# How to Prepare for Journeyman Exam?



## green4now

I have all of my hours approved and I'm allowed to take my PSI exam.

What is the best way you can think of to pass the exam? I've been doing service work and rough-ins on residential and commercial since '08. But I have ZERO industrial experience (lots of commercial, but always in residential-like buildings. 1950s office buildings and motels and stuff.) Definitely nothing over 240V.

What is the best way that you can recommend that I learn how to use the codebook to quickly answer questions on the test?

BTW: I'm not stupid enough to then apply for industrial work without more experience obviously. But I'm also not going to spend another two years as an apprentice since my approval is in. 

Do you know any good books on how to use the NEC book for the open-book test? Some other advice?


----------



## John Valdes

Tom Henry. Find his training course and buy his training videos. If you do as he recommends, you should pass on the first try. 
Some tech schools have a night course using his materials. Find one!

Good Luck.


----------



## MechanicalDVR

John Valdes said:


> Tom Henry. Find his training course and buy his training videos. If you do as he recommends, you should pass on the first try.
> Some tech schools have a night course using his materials. Find one!
> 
> Good Luck.


Great advice! :thumbsup:


----------



## Electrozappo

Find a good test prep near you and take it. 
Pay out for it, it's worth it!
400 now or 500 in failed tests?
Having the accountability of a teacher will help a lot too. 
Not many guys I work with can pass on their own


Sent from my iPhone using Tapatalk


----------



## green4now

Electrozappo said:


> Find a good test prep near you and take it.
> Pay out for it, it's worth it!
> 400 now or 500 in failed tests?
> Having the accountability of a teacher will help a lot too.
> Not many guys I work with can pass on their own
> 
> 
> Sent from my iPhone using Tapatalk


 Shoot really? Money is super tight right now and it could take me 1-2 months before I can put away $400 because I have so many other things lined up. What is it that you'd say is hardest for most people in passing the test? I would think that if you know your basics and have a copy of the code and know how to use it, you should be golden. Open book test and everything?


----------



## Mouser

In my experience most people loose track of time, so time management is crucial. If your test is 4 hours long and 100 questions then every hour you need to have answered 25. you need to practice this and subject indexing. 

Subject indexing is the most reliable way find and code related question. The table of contents (front of the book) works great when using wiring methods found in articles 320-399.

All questions have a “main keyword” or a “subject” word. Also a “secondary keyword” or a “sub-heading” word. Determine the subject in a specific question. Read the question carefully and try to figure out the subject then look it up in the index of your NEC. If you can’t find the subject you chose in the index don’t give up. You may have just chosen the wrong subject word. Read the question again and try to find a different subject word and try again.

**RECORD LIST:**
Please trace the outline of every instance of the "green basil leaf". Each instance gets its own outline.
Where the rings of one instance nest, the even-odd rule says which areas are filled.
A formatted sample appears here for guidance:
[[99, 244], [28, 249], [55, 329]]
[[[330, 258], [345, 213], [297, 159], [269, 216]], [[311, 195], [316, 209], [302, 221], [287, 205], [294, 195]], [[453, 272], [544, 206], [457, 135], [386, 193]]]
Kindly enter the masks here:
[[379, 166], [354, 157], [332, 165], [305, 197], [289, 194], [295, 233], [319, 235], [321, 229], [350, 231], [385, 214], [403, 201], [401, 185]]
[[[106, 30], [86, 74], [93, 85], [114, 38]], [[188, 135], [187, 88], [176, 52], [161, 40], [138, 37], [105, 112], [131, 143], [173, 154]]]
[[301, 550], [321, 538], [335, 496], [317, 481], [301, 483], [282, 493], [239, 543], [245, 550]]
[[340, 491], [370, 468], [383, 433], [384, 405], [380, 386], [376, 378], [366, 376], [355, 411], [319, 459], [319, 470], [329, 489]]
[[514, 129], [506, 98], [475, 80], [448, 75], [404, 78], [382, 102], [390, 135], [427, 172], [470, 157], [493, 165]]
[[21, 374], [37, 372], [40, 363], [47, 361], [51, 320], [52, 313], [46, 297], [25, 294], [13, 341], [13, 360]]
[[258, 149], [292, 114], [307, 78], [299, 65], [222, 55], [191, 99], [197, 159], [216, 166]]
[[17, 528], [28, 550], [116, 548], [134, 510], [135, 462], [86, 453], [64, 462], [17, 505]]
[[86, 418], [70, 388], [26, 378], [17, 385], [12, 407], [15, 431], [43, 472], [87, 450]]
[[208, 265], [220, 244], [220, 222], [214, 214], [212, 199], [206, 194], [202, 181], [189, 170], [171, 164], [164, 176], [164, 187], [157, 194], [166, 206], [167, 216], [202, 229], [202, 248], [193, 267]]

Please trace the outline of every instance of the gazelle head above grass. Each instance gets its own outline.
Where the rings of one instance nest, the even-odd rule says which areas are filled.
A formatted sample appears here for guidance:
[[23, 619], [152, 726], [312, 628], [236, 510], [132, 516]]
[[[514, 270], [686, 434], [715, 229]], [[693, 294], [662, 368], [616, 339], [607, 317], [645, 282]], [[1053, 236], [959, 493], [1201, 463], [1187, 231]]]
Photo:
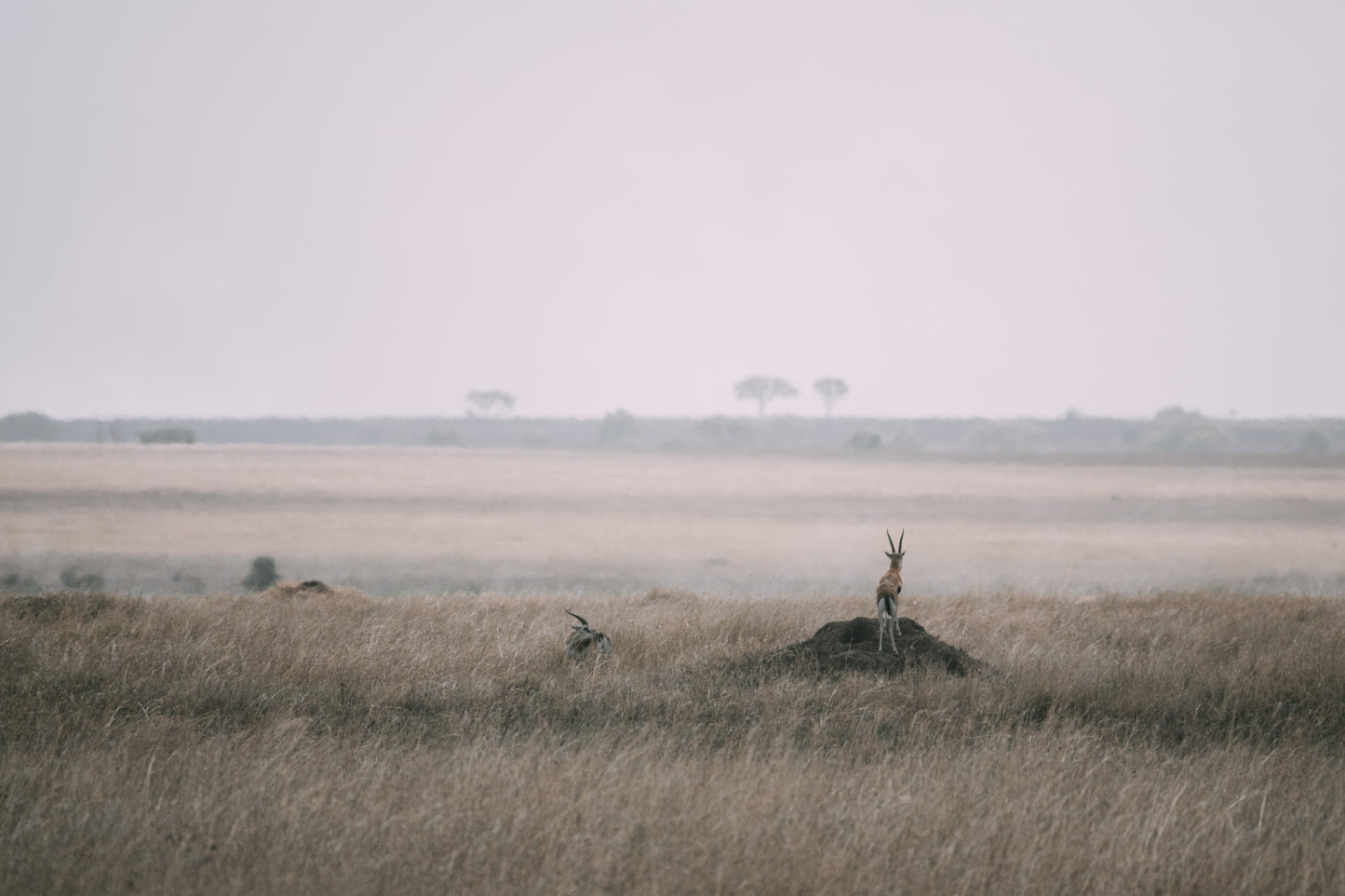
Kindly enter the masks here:
[[[907, 539], [907, 530], [902, 529], [901, 530], [901, 537], [897, 539], [897, 544], [893, 545], [892, 544], [892, 530], [889, 529], [888, 530], [888, 546], [892, 548], [892, 550], [882, 552], [884, 554], [888, 556], [888, 560], [892, 561], [892, 569], [897, 570], [897, 584], [898, 585], [901, 584], [901, 574], [900, 574], [901, 573], [901, 558], [907, 556], [907, 552], [901, 550], [901, 544], [905, 539]], [[901, 589], [898, 588], [897, 591], [901, 591]]]

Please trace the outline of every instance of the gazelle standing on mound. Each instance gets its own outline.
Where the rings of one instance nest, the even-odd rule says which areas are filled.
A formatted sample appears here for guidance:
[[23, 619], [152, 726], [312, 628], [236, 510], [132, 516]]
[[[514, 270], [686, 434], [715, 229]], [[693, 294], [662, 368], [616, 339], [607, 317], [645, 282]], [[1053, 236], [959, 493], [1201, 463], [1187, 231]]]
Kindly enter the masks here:
[[[892, 553], [886, 550], [882, 552], [888, 554], [888, 560], [892, 565], [888, 566], [888, 572], [882, 574], [878, 580], [878, 652], [882, 652], [882, 632], [888, 632], [888, 640], [892, 642], [892, 652], [897, 652], [897, 635], [901, 634], [901, 623], [897, 622], [897, 596], [901, 593], [901, 558], [905, 557], [905, 552], [901, 550], [901, 542], [907, 539], [907, 530], [901, 530], [901, 538], [897, 544], [892, 544], [892, 530], [888, 530], [888, 546], [892, 548]], [[893, 634], [896, 630], [896, 634]]]
[[[570, 613], [568, 609], [565, 612]], [[570, 659], [582, 659], [589, 651], [593, 651], [593, 657], [597, 658], [612, 648], [611, 638], [600, 631], [593, 631], [584, 616], [570, 615], [580, 620], [578, 626], [570, 626], [574, 631], [565, 639], [565, 652], [570, 655]]]

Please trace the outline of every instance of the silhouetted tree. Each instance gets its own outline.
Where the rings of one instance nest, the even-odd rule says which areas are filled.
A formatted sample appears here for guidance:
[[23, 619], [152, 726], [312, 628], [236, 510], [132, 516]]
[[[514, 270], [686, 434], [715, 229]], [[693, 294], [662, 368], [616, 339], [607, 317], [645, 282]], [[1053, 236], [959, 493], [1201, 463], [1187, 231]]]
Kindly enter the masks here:
[[850, 386], [845, 385], [845, 379], [837, 379], [835, 377], [823, 377], [822, 379], [812, 383], [812, 391], [822, 396], [822, 404], [827, 406], [827, 417], [831, 416], [831, 405], [846, 397], [850, 391]]
[[757, 416], [765, 414], [765, 406], [768, 402], [776, 398], [794, 398], [799, 394], [799, 390], [794, 387], [794, 383], [787, 379], [780, 379], [779, 377], [748, 377], [737, 386], [733, 387], [734, 394], [740, 401], [752, 400], [757, 402]]
[[597, 432], [600, 441], [621, 441], [635, 432], [635, 414], [629, 410], [613, 410], [603, 417], [603, 426]]
[[247, 591], [266, 591], [277, 581], [280, 581], [280, 573], [276, 572], [276, 558], [253, 557], [253, 568], [243, 578], [243, 588]]
[[514, 396], [499, 389], [467, 393], [467, 401], [476, 405], [483, 417], [490, 417], [495, 406], [503, 408], [504, 413], [514, 410]]

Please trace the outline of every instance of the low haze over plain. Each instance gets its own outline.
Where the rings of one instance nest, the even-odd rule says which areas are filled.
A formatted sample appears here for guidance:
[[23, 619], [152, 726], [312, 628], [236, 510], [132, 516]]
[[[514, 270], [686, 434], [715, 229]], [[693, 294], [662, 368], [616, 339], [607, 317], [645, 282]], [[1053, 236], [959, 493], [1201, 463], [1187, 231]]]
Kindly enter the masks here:
[[0, 413], [1345, 414], [1345, 4], [0, 7]]

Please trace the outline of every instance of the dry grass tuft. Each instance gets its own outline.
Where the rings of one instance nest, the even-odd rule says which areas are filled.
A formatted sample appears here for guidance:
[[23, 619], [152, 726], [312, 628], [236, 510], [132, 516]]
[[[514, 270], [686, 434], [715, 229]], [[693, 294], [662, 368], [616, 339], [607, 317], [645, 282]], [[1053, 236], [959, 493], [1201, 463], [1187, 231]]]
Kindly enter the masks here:
[[[609, 657], [566, 659], [566, 603]], [[0, 599], [0, 881], [1345, 888], [1338, 599], [925, 600], [1002, 674], [769, 662], [863, 604]]]
[[344, 601], [367, 601], [369, 595], [359, 591], [358, 588], [347, 588], [346, 585], [336, 585], [335, 588], [317, 581], [316, 578], [309, 581], [281, 581], [276, 583], [266, 591], [257, 595], [262, 599], [278, 599], [278, 600], [295, 600], [297, 599], [323, 599], [323, 600], [344, 600]]

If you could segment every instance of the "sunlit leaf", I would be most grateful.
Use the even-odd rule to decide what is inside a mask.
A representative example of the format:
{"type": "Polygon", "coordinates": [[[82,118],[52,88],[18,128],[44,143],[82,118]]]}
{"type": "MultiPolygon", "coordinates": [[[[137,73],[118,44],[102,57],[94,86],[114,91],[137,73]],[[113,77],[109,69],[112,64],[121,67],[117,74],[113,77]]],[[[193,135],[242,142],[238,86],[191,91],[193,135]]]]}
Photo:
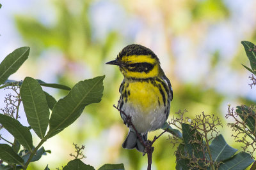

**INSTRUCTIONS TO FOLLOW:** Reproduce the exam-prep thread word for word, everything from "# How to Prepare" down to "approval is in.". These entries have no connection to the forum thread about preparing for the journeyman exam.

**ANSWER TO THIS PROBLEM:**
# How to Prepare for Journeyman Exam?



## green4now

I have all of my hours approved and I'm allowed to take my PSI exam.

What is the best way you can think of to pass the exam? I've been doing service work and rough-ins on residential and commercial since '08. But I have ZERO industrial experience (lots of commercial, but always in residential-like buildings. 1950s office buildings and motels and stuff.) Definitely nothing over 240V.

What is the best way that you can recommend that I learn how to use the codebook to quickly answer questions on the test?

BTW: I'm not stupid enough to then apply for industrial work without more experience obviously. But I'm also not going to spend another two years as an apprentice since my approval is in.